• **READING PASSAGE**
——————————

Artificial Intelligence

I am getting pretty sick of AI hype.  It’s not that I think AI is without value or a mirage or anything, but I think people are getting weirdly reluctant to challenge even the most obviously nonsensical claims about the industry.  But, since apparently others don’t seem to want to play skeptic on this, I guess I’m “it”.  So here goes:

My critique of current AI-mania is basically three-fold.

  1. The Term Artificial Intelligence is Being Stretched Beyond Meaningful Use

This is a point maybe best made by Ian Bogost in the Atlantic a few months ago.  The term “artificial intelligence” used to mean something sentient, self-aware, or at the very least autonomous.  Nowadays it means nothing of the sort; pretty much anything operating on an algorithm analyzing large amounts of data gets described as AI.  It’s a term that companies use to hype their new products – but usually, when you see the term “AI” there is very little intelligence actually involved.  Or even necessarily very much learning.  It’s often just a label slapped on an ordinary tech project for the purpose of attracting the attention of VCs.

  1. Lab Success Does Not Equal Commercial Success.

A few weeks ago on twitter my friend Joseph Wong of the University of Toronto pointed out that the way we are talking about and hyping AI bears more than a passing resemblance to the way we talked about biotech in the early 1990s (and he should know, having authored a rather excellent book on the subject).  There have certainly been some impressive recent gains in the way machines learn to recognize specific types of patterns (in particular, visual ones) or tackle certain types of very specific problems (beating humans at Chess, Go, etc.).  These are not trivial accomplishments.  But getting from there to actual products that affect the labour market?  That’s totally different.

——————————

• **PROBLEM 1**
Tally the lines of the records that contain the string "every", with case counting, and give only the number.
The text and the records are unrelated to each other.

Excerpts from a point labeling dataset:
——————————

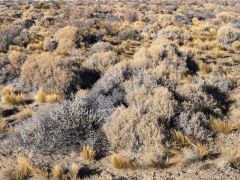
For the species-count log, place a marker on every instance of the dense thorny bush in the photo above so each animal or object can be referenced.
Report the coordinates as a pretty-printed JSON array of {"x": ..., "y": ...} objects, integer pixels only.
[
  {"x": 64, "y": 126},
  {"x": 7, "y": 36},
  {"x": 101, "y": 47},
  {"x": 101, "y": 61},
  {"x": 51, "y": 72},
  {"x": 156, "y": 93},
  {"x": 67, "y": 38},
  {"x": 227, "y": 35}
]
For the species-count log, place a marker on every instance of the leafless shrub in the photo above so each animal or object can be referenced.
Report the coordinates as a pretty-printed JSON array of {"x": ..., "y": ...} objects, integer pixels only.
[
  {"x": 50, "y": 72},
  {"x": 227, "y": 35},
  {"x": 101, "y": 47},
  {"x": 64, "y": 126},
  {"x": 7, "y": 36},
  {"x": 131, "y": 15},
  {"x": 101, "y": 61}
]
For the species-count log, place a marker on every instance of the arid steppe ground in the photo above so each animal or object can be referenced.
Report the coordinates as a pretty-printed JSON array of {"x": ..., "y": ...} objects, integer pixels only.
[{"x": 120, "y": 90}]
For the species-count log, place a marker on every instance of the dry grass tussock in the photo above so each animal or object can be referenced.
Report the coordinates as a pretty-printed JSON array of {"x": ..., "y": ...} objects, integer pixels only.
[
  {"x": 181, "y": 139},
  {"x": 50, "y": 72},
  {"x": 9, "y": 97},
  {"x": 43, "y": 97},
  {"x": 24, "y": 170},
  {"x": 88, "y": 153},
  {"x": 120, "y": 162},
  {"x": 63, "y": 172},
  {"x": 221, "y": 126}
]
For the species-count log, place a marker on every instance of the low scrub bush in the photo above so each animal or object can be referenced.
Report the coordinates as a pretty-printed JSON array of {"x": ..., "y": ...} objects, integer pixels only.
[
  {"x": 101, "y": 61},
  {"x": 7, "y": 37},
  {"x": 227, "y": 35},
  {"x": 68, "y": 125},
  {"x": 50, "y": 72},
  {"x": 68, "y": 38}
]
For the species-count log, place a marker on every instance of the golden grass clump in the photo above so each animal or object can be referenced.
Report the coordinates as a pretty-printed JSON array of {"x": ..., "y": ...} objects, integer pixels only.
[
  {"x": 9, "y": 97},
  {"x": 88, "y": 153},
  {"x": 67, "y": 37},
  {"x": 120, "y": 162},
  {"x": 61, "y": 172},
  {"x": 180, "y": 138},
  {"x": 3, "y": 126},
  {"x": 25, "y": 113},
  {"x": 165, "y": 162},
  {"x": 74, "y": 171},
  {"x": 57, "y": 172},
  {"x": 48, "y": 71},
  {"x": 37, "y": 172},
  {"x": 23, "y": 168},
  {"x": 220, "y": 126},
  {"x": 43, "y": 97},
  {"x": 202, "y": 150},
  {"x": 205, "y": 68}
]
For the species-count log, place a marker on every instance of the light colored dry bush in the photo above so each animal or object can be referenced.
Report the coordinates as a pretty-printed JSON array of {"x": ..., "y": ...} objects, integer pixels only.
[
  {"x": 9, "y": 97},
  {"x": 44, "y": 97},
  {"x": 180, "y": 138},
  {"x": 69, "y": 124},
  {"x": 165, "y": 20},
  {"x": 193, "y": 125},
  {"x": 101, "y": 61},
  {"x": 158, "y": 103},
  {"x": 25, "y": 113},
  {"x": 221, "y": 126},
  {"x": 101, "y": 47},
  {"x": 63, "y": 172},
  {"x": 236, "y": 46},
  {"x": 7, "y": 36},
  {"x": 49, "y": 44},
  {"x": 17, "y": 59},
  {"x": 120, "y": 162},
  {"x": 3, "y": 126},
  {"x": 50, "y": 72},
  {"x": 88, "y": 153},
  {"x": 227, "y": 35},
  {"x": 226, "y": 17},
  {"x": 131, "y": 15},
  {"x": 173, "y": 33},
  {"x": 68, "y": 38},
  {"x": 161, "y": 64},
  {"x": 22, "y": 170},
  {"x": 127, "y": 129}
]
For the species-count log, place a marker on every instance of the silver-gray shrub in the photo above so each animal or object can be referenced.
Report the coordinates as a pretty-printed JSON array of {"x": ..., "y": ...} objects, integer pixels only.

——————————

• **PROBLEM 2**
In the piece on AI hype, why does the author say the term "artificial intelligence" is being stretched beyond meaningful use? Answer in one to three sentences.

• **PROBLEM SOLUTION 1**
8

• **PROBLEM SOLUTION 2**
The term used to mean something sentient, self-aware, or at least autonomous, but now almost anything that runs an algorithm over large amounts of data gets called AI. Companies attach the label to ordinary tech projects to hype products and attract VCs, even when little intelligence or learning is involved.